** START OF Data for processing **

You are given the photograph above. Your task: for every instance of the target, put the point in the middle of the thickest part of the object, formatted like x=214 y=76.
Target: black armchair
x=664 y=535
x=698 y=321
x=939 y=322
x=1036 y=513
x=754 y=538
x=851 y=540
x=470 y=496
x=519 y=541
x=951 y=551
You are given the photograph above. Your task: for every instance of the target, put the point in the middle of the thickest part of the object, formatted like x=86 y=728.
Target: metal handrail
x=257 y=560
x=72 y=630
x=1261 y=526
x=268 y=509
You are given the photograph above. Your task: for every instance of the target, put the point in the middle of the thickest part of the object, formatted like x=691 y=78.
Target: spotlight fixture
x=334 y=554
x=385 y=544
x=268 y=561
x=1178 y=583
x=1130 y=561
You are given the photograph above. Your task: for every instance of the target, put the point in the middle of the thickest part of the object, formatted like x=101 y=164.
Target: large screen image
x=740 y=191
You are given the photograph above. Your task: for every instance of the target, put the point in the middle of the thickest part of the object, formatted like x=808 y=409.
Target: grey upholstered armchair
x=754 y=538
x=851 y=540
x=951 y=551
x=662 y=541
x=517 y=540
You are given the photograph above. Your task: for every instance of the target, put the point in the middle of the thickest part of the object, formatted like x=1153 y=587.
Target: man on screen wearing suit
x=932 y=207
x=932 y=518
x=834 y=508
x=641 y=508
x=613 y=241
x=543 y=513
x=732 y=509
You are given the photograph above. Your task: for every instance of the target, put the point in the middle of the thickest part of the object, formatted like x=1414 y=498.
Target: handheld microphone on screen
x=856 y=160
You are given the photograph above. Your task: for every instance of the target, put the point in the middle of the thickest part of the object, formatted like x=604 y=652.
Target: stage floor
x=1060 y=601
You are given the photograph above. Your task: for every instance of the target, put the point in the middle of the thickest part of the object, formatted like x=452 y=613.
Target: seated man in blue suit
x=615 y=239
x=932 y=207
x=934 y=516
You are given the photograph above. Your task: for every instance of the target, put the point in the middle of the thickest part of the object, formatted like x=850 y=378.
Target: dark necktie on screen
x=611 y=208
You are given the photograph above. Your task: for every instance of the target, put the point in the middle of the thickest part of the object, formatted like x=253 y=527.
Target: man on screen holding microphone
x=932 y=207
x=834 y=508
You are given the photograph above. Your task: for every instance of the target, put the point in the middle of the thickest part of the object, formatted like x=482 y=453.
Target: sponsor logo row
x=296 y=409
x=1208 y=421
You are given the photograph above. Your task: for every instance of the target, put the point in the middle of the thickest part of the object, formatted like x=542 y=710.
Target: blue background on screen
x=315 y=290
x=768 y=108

** END OF Data for processing **

*Exercise objective:* Rewrite the records above, changing every "thickest part" to "widest part" and keeping everything else the same.

*Response:*
You are given the photograph above. Your task: for every instance of the target, put the point in the middle of the widest part of the object, formatted like x=214 y=76.
Target: black armchair
x=664 y=535
x=698 y=321
x=939 y=322
x=1036 y=513
x=754 y=538
x=851 y=540
x=470 y=496
x=519 y=541
x=951 y=551
You are given the photograph above. Your task: for every instance of the target, put the point in the middle of the widest part of the object, formatted like x=86 y=728.
Target: metal handrail
x=257 y=560
x=72 y=630
x=1261 y=526
x=268 y=509
You are given the photograph above. Your task: for every instance of the target, put the point in the middle of the widest part of the object, formatted like x=691 y=78.
Target: spotlight fixture
x=334 y=554
x=385 y=544
x=268 y=561
x=1178 y=583
x=1130 y=561
You are given the photograph above. Your task: for every instance of the target, put the point in the middle of the widest part of the object, formatted like x=101 y=164.
Target: large screen image
x=740 y=191
You are given the photograph above. Your task: for every instance of the target, put the point in the middle of the widest part of the object, formatted like x=808 y=409.
Target: grey upholstered armchair
x=754 y=538
x=851 y=540
x=951 y=551
x=662 y=541
x=517 y=540
You are given the photograph above. Your task: for every instance of the target, put the point in the middle of the widest part of the object, formatted like x=1153 y=587.
Target: man on screen wearing suit
x=932 y=207
x=932 y=518
x=834 y=508
x=641 y=508
x=613 y=241
x=543 y=513
x=732 y=509
You are given the photograph above. Your task: for every instance of the target, put the point in the middle of the widest part of the object, formatted like x=1414 y=498.
Target: handheld microphone on screen
x=856 y=160
You are given the photograph above. Your task: for every instance of the target, put the point in the middle of the widest part of the object, formatted like x=604 y=652.
Target: stage floor
x=1060 y=601
You are given the photograph above. Your task: for every instance of the target, put the point in the middle of the widest part of the object, formatted like x=452 y=613.
Target: seated man in blue suit
x=615 y=239
x=932 y=207
x=934 y=516
You are given the photograph above. Your task: for every instance of the target, put the point in the middle of the widest part of the object, formatted like x=850 y=378.
Target: dark necktie on screen
x=611 y=208
You are given the photograph above. Your task: for every instance of the target, put the point in the middle of the widest part of the object, formatted like x=253 y=527.
Target: man on screen holding microphone
x=932 y=207
x=834 y=508
You are given the photograph above. Your task: for every instance of the target, put the point in the middle of the widest part of the object, formatted like x=482 y=453.
Target: sponsor logo row
x=296 y=409
x=1208 y=421
You are given the photograph above. Your task: for every instance of the target, put the point in the middle of the widest part of the object, formatted like x=542 y=710.
Target: blue background on screen
x=315 y=290
x=768 y=108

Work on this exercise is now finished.